Image object location entries:
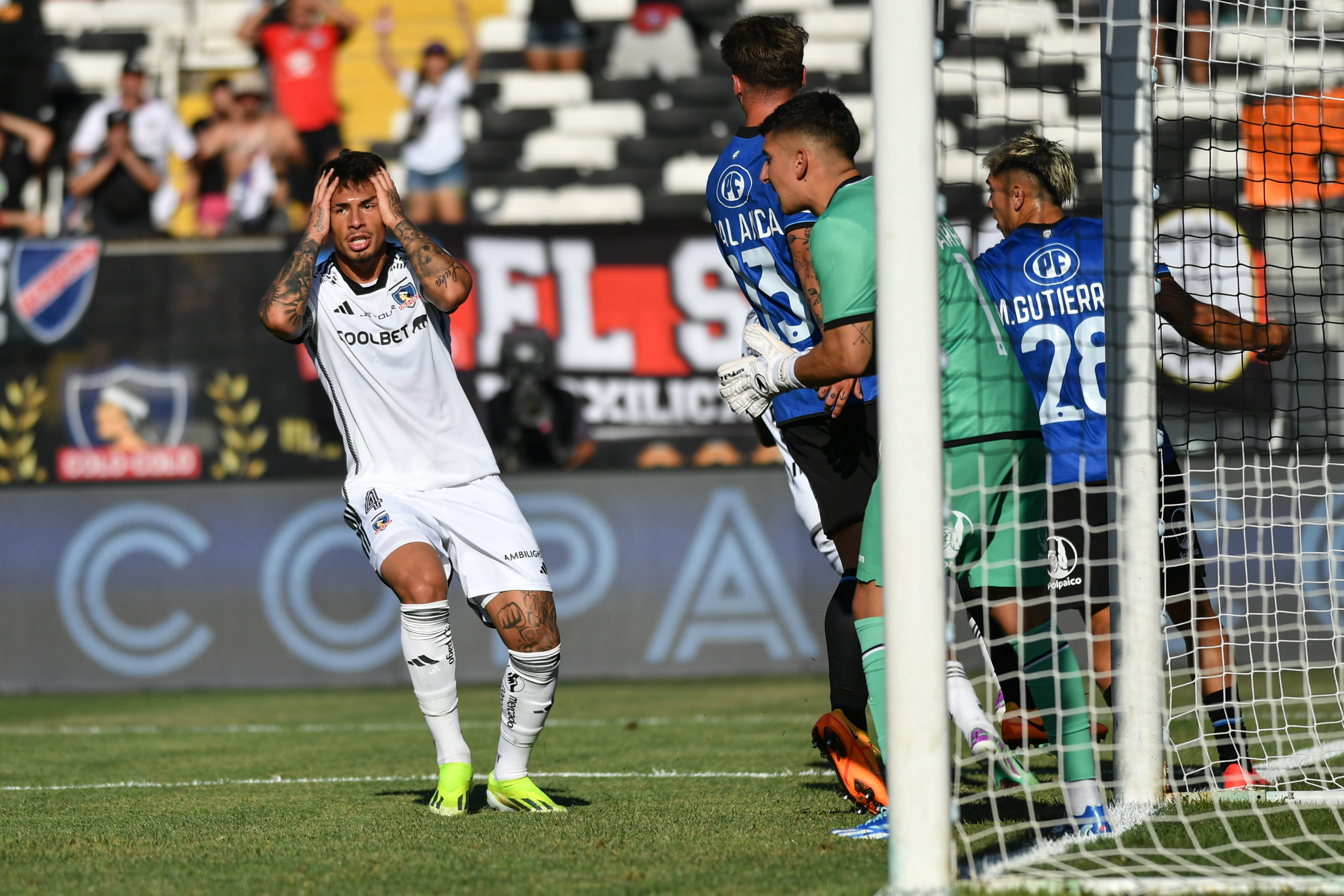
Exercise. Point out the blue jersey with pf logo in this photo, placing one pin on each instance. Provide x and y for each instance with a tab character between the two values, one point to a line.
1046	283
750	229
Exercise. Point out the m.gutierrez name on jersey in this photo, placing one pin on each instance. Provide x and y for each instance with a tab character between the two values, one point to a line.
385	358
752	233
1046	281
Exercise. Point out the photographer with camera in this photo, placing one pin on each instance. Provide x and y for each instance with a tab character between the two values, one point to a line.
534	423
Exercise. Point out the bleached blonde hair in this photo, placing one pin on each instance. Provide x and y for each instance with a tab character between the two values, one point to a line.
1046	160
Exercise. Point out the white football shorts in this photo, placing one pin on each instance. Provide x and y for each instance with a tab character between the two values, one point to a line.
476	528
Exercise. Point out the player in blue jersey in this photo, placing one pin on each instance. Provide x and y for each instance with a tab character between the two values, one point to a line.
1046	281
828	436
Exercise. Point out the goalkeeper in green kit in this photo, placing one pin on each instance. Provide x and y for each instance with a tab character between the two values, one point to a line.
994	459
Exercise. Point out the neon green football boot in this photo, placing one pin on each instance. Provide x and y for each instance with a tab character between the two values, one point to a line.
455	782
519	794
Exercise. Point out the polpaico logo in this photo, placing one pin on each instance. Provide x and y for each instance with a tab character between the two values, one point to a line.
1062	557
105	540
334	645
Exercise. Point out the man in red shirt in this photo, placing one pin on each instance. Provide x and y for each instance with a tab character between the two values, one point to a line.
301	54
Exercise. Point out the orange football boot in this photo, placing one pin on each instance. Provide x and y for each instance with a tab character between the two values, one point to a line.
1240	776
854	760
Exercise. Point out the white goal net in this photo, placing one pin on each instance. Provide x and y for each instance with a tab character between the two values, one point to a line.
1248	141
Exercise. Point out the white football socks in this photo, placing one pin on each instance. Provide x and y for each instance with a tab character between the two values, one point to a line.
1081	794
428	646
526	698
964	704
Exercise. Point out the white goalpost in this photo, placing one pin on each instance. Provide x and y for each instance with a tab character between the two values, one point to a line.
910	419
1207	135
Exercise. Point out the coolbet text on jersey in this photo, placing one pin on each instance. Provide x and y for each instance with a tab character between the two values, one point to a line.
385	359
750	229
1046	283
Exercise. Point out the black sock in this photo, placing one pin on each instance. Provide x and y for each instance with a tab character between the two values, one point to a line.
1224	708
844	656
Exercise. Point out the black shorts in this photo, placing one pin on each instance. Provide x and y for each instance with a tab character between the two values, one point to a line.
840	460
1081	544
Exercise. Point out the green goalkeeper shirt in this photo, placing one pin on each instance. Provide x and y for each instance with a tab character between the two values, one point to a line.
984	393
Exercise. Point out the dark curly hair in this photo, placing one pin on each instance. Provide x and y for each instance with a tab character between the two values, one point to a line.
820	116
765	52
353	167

# YOUR INSTRUCTIONS:
Lay out as a numbered list the lines of the listing starting with the line containing "Exercise. Point out the dark" and going on through the end of the listing, both ends included and blank lines left out.

# WORKED SOLUTION:
1. Exercise. Point out the dark curly hair in this photo, placing one pin on each instance. Provide x and y for each instance with a tab character between the two values, one point to a line.
2. 820	116
3. 765	52
4. 353	167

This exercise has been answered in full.